> _TASK_: Below is a block of entries; repeat exactly the lines starting at the line that contains "Return one point per instance of the shoulder, x" and ending at the line that contains "Return one point per instance of the blue scrub", both included.

*** Opening RECORDS FOR THE TASK ***

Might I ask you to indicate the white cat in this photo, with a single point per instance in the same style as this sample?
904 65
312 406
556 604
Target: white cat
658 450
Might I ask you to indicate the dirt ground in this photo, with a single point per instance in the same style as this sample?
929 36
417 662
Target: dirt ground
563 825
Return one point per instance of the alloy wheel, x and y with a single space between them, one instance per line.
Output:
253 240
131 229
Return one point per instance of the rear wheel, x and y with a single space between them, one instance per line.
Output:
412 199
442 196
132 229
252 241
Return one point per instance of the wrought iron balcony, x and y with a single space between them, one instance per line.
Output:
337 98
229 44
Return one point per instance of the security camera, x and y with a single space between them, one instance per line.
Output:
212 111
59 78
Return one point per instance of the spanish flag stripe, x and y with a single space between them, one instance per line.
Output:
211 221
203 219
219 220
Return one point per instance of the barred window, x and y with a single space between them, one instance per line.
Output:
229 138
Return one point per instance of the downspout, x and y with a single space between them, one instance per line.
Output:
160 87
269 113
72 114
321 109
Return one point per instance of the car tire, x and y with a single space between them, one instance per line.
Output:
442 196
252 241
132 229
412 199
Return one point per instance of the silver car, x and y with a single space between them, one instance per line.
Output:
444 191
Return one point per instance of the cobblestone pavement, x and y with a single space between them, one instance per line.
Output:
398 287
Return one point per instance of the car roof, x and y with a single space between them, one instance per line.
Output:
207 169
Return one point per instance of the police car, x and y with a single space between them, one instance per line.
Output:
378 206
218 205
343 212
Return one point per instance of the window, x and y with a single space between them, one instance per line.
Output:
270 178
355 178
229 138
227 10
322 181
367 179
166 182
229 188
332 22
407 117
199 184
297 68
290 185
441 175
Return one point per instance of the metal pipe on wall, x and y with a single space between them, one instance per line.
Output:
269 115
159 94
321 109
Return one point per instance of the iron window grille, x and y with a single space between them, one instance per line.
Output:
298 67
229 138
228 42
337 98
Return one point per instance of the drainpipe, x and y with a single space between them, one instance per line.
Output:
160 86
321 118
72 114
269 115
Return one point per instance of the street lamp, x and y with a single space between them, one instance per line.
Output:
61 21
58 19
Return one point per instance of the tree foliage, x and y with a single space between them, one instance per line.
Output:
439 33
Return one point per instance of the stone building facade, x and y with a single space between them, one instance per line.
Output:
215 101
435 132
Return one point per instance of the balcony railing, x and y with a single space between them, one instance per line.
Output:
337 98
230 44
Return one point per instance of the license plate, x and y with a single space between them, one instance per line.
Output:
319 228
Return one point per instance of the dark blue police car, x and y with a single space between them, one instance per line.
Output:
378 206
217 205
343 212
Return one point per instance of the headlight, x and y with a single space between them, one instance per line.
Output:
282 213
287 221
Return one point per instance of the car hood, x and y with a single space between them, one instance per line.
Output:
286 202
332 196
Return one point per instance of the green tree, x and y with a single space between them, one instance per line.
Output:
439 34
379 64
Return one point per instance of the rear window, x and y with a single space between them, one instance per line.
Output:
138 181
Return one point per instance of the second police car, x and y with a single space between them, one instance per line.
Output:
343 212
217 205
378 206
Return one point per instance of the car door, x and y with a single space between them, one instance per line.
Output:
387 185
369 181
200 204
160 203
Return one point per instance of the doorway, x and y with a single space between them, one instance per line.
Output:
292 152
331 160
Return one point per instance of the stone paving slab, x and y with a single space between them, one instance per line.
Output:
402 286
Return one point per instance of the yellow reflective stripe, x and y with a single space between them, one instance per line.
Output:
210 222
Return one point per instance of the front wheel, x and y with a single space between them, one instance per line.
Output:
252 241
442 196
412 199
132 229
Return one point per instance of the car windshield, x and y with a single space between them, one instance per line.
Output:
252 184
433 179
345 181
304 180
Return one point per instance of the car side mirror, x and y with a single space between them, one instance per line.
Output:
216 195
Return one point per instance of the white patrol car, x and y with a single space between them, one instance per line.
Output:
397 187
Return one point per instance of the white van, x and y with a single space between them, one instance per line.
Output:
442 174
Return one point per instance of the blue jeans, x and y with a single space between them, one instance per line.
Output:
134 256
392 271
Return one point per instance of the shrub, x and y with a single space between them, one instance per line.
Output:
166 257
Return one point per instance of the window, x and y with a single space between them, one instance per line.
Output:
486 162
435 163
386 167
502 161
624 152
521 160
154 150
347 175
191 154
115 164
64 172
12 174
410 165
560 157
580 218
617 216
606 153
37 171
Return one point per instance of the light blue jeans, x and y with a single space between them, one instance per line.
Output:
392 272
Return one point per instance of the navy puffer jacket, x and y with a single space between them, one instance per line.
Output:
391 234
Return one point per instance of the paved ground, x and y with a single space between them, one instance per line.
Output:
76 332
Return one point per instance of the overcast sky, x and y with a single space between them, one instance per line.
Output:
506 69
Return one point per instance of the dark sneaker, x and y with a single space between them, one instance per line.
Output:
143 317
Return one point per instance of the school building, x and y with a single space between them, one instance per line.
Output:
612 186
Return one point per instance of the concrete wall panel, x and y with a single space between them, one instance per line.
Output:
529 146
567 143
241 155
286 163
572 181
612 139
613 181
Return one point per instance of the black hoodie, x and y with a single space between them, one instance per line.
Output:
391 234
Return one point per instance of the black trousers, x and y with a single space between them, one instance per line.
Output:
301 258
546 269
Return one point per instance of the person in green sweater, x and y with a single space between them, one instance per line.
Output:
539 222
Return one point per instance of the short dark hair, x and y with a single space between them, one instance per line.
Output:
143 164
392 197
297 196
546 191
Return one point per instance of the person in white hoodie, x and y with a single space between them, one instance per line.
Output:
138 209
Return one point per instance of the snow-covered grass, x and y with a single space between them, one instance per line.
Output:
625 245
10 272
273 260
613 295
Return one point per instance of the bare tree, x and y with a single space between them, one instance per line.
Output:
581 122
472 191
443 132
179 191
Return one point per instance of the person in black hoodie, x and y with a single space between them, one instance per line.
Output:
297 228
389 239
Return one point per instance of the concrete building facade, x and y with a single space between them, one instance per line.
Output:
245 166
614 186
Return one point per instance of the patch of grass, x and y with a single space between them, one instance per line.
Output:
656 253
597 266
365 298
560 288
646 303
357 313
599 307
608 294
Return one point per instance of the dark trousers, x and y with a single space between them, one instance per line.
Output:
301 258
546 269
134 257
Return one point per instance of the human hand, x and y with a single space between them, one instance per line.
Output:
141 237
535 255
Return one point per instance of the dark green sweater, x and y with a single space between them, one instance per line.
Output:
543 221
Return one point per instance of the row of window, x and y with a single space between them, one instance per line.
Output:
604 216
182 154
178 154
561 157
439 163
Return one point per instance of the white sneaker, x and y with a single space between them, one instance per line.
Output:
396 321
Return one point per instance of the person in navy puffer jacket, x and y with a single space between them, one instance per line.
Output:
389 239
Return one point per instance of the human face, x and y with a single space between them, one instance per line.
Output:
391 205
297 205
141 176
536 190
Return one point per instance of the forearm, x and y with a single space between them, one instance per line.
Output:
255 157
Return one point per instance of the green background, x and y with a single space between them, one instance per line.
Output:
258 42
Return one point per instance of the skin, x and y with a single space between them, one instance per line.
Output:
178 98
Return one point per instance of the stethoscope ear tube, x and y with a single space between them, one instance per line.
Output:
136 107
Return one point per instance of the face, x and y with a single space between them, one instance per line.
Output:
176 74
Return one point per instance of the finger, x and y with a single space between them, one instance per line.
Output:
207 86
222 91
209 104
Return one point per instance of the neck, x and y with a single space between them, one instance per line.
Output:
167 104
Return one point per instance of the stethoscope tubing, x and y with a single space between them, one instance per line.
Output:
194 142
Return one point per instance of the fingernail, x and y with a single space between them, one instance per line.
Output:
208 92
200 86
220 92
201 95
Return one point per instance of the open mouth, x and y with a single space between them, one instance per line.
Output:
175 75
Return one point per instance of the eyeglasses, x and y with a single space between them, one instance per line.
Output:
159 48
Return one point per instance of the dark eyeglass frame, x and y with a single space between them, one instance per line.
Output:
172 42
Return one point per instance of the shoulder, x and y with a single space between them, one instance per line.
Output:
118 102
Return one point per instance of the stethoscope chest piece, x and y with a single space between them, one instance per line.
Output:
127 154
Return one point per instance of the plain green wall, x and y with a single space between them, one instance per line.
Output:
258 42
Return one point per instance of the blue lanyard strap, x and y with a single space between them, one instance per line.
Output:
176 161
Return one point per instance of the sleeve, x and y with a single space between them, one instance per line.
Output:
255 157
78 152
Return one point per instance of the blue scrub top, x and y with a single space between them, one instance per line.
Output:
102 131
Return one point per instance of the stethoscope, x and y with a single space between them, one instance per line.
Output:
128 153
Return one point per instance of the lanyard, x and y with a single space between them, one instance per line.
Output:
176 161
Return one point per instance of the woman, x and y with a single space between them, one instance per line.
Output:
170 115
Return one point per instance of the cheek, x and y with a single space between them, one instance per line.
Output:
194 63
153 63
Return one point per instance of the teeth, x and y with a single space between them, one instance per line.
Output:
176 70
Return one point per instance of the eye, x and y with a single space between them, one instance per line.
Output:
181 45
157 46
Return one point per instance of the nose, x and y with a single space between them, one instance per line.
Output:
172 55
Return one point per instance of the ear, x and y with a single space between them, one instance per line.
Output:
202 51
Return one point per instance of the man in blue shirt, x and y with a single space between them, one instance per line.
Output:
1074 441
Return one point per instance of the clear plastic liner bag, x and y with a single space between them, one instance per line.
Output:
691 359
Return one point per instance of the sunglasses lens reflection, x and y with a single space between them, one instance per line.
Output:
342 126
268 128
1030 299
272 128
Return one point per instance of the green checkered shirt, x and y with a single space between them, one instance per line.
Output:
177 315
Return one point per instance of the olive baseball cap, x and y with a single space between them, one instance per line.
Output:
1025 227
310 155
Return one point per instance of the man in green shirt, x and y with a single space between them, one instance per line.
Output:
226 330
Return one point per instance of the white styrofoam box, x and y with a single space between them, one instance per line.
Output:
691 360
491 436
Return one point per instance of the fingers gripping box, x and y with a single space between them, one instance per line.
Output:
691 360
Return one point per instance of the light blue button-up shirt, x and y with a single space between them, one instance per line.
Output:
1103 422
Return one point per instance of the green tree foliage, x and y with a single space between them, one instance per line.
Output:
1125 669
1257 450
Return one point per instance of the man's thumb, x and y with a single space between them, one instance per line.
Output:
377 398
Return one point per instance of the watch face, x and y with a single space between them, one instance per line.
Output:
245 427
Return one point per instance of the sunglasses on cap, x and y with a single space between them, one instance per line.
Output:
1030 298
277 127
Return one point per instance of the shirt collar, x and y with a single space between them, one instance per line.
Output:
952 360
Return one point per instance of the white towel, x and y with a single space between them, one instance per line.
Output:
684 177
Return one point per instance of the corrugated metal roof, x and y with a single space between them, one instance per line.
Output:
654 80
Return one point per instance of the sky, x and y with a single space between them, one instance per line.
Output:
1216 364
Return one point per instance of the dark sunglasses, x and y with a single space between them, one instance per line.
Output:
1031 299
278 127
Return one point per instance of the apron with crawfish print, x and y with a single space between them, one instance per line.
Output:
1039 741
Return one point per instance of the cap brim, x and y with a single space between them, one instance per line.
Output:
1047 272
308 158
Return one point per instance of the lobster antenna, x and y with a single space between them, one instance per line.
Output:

*** Closing RECORDS FOR THE TASK ***

> _ANSWER TO THIS TASK_:
Return one point per instance of the shoulder, x and y with a single space between them, one instance per line.
Output:
118 102
Return one point per instance of the stethoscope chest piece, x and y with a single space between them, one instance per line.
Output:
127 154
Return one point per instance of the plain green wall, x and y with a single space between them, one instance per line.
Output:
258 42
Return one point per instance of the blue lanyard strap, x and y with a single space between them, one instance per line.
Output:
176 161
Return one point per instance of the sleeve, x and y with a single space between them, one instance per line.
Output:
255 157
78 152
Return one point per instance of the blue scrub top, x and y with a single space between them, one instance per line.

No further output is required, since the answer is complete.